■ **Exercise instructions**
In the shrimp book thread, copy the passage starting with "# New Shrimp" and going on through "authorities on invertebrates.", and swap "market" for "shelves".
--- BEGIN Provided text ---
# New Shrimp Book Coming



## Bwhiskered (Oct 2, 2008)

I just saw this information on the Ottawa Club Forum. This new book will be translated and be on the market before very long. It is by one of the worlds foremost authorities on invertebrates.
http://ovas.ca/forum/index.php?topic=53072.0


----------



## randy (Jan 29, 2012)

Nice, but after reading that post I still don't know the name of the author or the book. Any more details?


----------



## splur (May 11, 2011)

maybe it's takashi amano? lol yeah, very uninformative post.


----------



## Bwhiskered (Oct 2, 2008)

The author is Chris Lukhaup of Germany who is considered the leading authority on invertebates. Do a google search and you can find out all about him. Do another search and add shrimp behind his name and you will find a whole lot more. Here is one site on Crayfish. http://www.crayfishworld.com/Chris.htm 
Here he is on a trip to China. http://www.practicalfishkeeping.co.uk/content.php?sid=3668


----------



## randy (Jan 29, 2012)

Bwhiskered said:


> The author is Chris Lukhaup of Germany who is concidered the leading authority on invertebated. Do a google search and you can find out all about him. Do another search and add shrimp behind his name and you will find a whole lot more. Here is one site on Crayfish. http://www.crayfishworld.com/Chris.htm
> Here he is on a trip to China. http://www.practicalfishkeeping.co.uk/content.php?sid=3668


Very nice read, just don't tell my boss that's the first thing I did at work today ;-) Thanks for the information.


----------
--- END Provided text ---
--- BEGIN Extracted entries ---
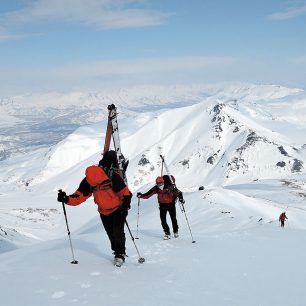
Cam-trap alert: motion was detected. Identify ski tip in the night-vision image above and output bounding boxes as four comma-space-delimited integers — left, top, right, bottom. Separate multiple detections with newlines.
138, 257, 146, 263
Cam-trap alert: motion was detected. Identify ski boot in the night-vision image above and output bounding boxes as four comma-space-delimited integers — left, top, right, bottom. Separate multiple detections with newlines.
114, 254, 125, 267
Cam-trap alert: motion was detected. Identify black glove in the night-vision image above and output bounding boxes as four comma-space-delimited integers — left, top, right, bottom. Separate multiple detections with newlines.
179, 196, 185, 204
57, 190, 69, 204
121, 196, 131, 210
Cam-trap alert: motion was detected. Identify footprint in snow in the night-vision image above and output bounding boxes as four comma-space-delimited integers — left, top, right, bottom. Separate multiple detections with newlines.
52, 291, 65, 299
81, 282, 91, 289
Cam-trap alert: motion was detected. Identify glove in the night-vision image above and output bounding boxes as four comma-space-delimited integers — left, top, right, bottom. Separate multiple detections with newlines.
57, 190, 69, 204
121, 197, 131, 210
179, 198, 185, 204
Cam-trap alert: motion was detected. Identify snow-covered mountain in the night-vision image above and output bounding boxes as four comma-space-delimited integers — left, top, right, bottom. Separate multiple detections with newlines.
0, 84, 306, 306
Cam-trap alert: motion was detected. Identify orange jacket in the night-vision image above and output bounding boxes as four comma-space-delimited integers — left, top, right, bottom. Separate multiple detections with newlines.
67, 166, 132, 216
278, 213, 288, 221
141, 185, 183, 204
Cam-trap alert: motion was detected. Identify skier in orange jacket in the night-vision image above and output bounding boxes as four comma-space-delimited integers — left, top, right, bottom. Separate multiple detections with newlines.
57, 151, 132, 264
137, 175, 185, 240
278, 212, 288, 227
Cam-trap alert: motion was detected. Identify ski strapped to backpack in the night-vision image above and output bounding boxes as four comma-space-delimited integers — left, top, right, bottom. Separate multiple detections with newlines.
103, 104, 145, 263
103, 104, 129, 183
160, 155, 195, 243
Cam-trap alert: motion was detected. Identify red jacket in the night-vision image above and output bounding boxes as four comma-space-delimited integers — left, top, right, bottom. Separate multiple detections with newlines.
141, 185, 183, 204
67, 166, 132, 216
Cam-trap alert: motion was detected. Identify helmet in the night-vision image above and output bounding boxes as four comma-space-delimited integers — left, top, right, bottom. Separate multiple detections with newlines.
--- END Extracted entries ---
■ **Finished answer**
# New Shrimp Book Coming



## Bwhiskered (Oct 2, 2008)

I just saw this information on the Ottawa Club Forum. This new book will be translated and be on the shelves before very long. It is by one of the worlds foremost authorities on invertebrates.